• Activity
Reproduce the opening lines of the records exactly, up to and including the line in which "- **Find**: the rock formation" occurs.

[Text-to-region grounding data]

++++++++++++++++++++

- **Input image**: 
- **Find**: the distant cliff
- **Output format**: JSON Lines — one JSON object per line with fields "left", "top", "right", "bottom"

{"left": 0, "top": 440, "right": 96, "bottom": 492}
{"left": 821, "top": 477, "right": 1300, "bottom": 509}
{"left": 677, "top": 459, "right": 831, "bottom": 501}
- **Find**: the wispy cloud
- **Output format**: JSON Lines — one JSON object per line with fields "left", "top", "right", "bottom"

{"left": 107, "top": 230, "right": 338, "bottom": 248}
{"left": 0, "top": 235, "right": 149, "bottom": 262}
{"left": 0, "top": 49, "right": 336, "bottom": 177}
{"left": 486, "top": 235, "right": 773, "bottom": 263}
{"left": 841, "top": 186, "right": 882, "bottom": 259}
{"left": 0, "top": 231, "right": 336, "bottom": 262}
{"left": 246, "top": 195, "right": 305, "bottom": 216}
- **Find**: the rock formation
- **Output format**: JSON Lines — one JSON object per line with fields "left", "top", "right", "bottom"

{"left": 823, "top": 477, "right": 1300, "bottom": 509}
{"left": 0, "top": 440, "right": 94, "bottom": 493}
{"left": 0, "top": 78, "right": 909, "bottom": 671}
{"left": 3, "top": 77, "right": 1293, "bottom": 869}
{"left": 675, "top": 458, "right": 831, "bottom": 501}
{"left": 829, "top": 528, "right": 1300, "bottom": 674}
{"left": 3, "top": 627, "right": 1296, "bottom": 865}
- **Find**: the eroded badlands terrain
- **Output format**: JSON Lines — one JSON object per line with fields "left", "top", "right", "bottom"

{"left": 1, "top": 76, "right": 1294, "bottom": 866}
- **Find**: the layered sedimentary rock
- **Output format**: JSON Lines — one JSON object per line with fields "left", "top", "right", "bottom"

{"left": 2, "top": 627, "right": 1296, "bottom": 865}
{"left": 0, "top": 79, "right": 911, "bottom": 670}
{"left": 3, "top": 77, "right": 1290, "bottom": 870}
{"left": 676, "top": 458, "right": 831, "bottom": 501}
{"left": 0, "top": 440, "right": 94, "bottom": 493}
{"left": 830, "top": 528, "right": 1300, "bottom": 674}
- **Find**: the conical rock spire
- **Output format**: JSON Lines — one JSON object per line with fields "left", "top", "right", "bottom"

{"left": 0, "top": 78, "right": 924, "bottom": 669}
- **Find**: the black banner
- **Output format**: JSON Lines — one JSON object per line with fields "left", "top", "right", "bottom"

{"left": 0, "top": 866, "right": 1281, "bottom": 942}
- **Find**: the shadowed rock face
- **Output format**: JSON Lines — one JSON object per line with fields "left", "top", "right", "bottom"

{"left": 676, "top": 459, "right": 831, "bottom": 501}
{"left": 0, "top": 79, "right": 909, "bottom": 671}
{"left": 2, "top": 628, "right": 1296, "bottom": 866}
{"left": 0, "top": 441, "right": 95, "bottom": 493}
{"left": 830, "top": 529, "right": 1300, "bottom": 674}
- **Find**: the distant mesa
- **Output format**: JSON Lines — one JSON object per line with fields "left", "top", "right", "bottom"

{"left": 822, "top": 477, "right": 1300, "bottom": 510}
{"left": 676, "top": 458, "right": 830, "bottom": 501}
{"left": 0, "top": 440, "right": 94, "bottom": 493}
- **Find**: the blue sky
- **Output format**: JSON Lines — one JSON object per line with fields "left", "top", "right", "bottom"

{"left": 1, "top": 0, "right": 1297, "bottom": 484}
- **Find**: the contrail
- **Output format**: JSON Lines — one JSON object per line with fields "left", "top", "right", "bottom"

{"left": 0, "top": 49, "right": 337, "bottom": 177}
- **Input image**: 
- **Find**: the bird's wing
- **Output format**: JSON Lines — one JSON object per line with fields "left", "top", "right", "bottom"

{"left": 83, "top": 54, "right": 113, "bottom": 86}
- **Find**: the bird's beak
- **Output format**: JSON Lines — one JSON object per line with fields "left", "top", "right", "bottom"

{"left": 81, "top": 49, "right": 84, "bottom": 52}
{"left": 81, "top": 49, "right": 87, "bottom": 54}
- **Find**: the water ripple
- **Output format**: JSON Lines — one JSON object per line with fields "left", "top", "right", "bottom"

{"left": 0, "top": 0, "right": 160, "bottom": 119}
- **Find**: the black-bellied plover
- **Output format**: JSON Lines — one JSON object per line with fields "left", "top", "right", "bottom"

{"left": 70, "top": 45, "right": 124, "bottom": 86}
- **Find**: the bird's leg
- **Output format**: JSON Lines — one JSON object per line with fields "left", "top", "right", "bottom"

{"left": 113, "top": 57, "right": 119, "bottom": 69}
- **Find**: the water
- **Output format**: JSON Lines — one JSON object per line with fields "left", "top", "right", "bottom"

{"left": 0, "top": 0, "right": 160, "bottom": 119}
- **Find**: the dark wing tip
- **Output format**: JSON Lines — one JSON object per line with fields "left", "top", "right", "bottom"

++++++++++++++++++++

• Task solution
- **Input image**: 
- **Find**: the distant cliff
- **Output format**: JSON Lines — one JSON object per line with fields "left", "top", "right", "bottom"

{"left": 0, "top": 440, "right": 96, "bottom": 492}
{"left": 821, "top": 477, "right": 1300, "bottom": 509}
{"left": 677, "top": 459, "right": 831, "bottom": 501}
- **Find**: the wispy cloud
- **Output format**: JSON Lines — one JSON object per line with fields "left", "top", "right", "bottom"

{"left": 107, "top": 230, "right": 338, "bottom": 248}
{"left": 0, "top": 235, "right": 149, "bottom": 262}
{"left": 0, "top": 49, "right": 336, "bottom": 177}
{"left": 486, "top": 235, "right": 773, "bottom": 263}
{"left": 841, "top": 186, "right": 882, "bottom": 259}
{"left": 0, "top": 231, "right": 336, "bottom": 262}
{"left": 246, "top": 195, "right": 305, "bottom": 216}
- **Find**: the rock formation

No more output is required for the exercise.